No picture belongs in the copy. Repeat each line below exactly.

─── INPUT ───

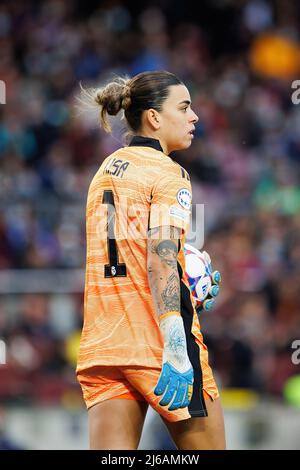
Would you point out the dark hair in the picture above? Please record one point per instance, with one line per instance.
(134, 95)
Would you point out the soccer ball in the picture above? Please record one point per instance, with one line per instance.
(198, 272)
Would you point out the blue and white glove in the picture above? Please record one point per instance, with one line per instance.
(214, 289)
(175, 382)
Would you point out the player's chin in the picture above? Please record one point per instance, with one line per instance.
(186, 143)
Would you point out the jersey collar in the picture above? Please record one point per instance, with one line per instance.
(141, 141)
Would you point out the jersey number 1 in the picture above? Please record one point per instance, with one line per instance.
(114, 268)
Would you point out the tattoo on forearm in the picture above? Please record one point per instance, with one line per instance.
(177, 343)
(171, 294)
(166, 250)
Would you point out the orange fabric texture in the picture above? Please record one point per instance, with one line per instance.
(120, 324)
(132, 383)
(134, 189)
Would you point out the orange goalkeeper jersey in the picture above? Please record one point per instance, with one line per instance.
(136, 188)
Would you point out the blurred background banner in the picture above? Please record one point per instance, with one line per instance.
(240, 60)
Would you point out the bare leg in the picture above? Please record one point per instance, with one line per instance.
(200, 433)
(116, 424)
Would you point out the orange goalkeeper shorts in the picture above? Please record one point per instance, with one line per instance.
(137, 383)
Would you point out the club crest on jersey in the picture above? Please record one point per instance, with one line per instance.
(184, 198)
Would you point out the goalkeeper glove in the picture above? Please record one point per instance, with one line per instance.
(175, 382)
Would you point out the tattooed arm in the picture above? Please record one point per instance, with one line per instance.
(162, 269)
(176, 378)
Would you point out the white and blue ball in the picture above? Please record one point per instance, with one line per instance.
(198, 272)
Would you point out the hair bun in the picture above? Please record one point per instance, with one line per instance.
(126, 97)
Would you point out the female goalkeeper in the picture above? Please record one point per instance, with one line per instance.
(141, 342)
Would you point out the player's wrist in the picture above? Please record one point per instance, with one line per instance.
(168, 314)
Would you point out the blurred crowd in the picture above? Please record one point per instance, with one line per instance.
(244, 165)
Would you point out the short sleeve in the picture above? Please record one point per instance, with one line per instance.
(171, 202)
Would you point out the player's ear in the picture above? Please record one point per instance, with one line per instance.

───

§ RESPONSE BOX:
Would you point out the dark hair in the picture above? Please record one point per instance, with one line per instance.
(134, 95)
Would you point out the soccer ball in the picture above? Please record one point per instance, with one line per instance.
(198, 272)
Would you point out the blue and white glove in the picture above? Please record one point per instance, with one line per instance.
(214, 289)
(175, 382)
Would you point out the player's chin in the picture above? Please record one point per instance, with one line per instance.
(186, 143)
Would you point out the jersey collar in the picture above? Please record one point per instance, with one line per instance.
(141, 141)
Would you point out the jersey number 1 in the picture above? Please record one point per instance, with one line per instance.
(114, 268)
Would you point out the tattoo on forearm in the picture above? Please record one point per instance, with one line per instance.
(177, 343)
(171, 294)
(166, 250)
Would you point out the orange fabric texture in the picture above? Please record one point per instance, with one line per instance.
(120, 324)
(132, 383)
(134, 189)
Would you point out the orange goalkeeper jersey in the picture above? Please record one point per instance, with one line per instance.
(136, 188)
Would you point out the blurred background banner in the picture above? Please record one point per instance, with one line per instance.
(240, 60)
Would you point out the bare leg in the picture above? Please record one point per instance, with one line per instance.
(200, 433)
(116, 424)
Would you point out the orange goalkeeper shorts in the picture above? Please record one point per instance, with one line per instance.
(137, 383)
Would you point out the club crest on jersey in the picture above? Please record one point per instance, with one line per instance.
(184, 198)
Would you point out the goalkeeper glove in the picture above? Please record one point per instance, with one line per instance.
(175, 382)
Would you point out the tattooed arm in the picture above? Please record one point per instance, with one line per instance.
(162, 269)
(176, 378)
Would you point out the white and blue ball in the picture above? Please record one point per instance, with one line per instance.
(198, 272)
Would you point out the hair bun in the picture above? Please record one point per instance, with one line per instance.
(126, 97)
Would you point out the female goalkeeper in the picture above? Please record one point per instance, with one line per instance.
(141, 342)
Would you point out the player's wrist in the picture above? Please record one point per instance, with one line per instance.
(168, 314)
Would you point out the blurred crowd in the picture above? Please record one point per instance, with one line per instance.
(244, 165)
Would you point out the short sleeve in the picture above? Please record one point per instance, with one line per instance.
(171, 202)
Would you point out the player's ear in the picture above? Please record one point per instance, with one line per instance.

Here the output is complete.